[KUTIPAN PILIHAN]
━━━━━━
@Porostimur.com | Ambon : Selain penggunaan sebutan atau istilah ”Masyarakat Adat” Mausu Ane, FGD yang digelar Forum Dosen Indonesia (FDI) Provinsi Maluku, Senin (6/8) lalu, juga menghasilkan beberapa catatan penting di antaranya hutan adat milik masyarakat Mausu Ane yang terbagi dalam 3 kelompok berikut wilayah territorialnya masing-masing yakni patut di Leihaa, Yamalise, dan Tiluba.
Hal ini dibenarkan Sekretaris FDI Maluku, Dr. Fransina Latumahina,S.Hut,MP, saat berhasil dikonfirmasi wartawan via sambungan telepon seluler, Kamis (9/8).
Mesti ada penjelasan yang komprehensif dari berbagai pihak tentang hal sebenarnya yang terjadi pada masyarakat adat Mausu Ane.
━━━━━━
[LATIHAN SOAL]
[1] Dalam berita tentang masyarakat adat Mausu Ane, siapa yang disebut sebagai Sekretaris FDI Maluku?
[2] Ulangi tanpa perubahan bagian berita tentang masyarakat adat Mausu Ane di atas, mulai dari kata-kata "Hal ini dibenarkan" dan berhenti setelah kata-kata "adat Mausu Ane.".

[DATA TERSEDIA]
━━━━━━
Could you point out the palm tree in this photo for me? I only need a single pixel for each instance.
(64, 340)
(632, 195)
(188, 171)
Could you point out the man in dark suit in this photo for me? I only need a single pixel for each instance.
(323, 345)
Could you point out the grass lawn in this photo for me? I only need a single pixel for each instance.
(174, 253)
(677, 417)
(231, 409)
━━━━━━
[JAWABAN TIAP SOAL]
[1] Dr. Fransina Latumahina, S.Hut, MP.

[2]
Hal ini dibenarkan Sekretaris FDI Maluku, Dr. Fransina Latumahina,S.Hut,MP, saat berhasil dikonfirmasi wartawan via sambungan telepon seluler, Kamis (9/8).
Mesti ada penjelasan yang komprehensif dari berbagai pihak tentang hal sebenarnya yang terjadi pada masyarakat adat Mausu Ane.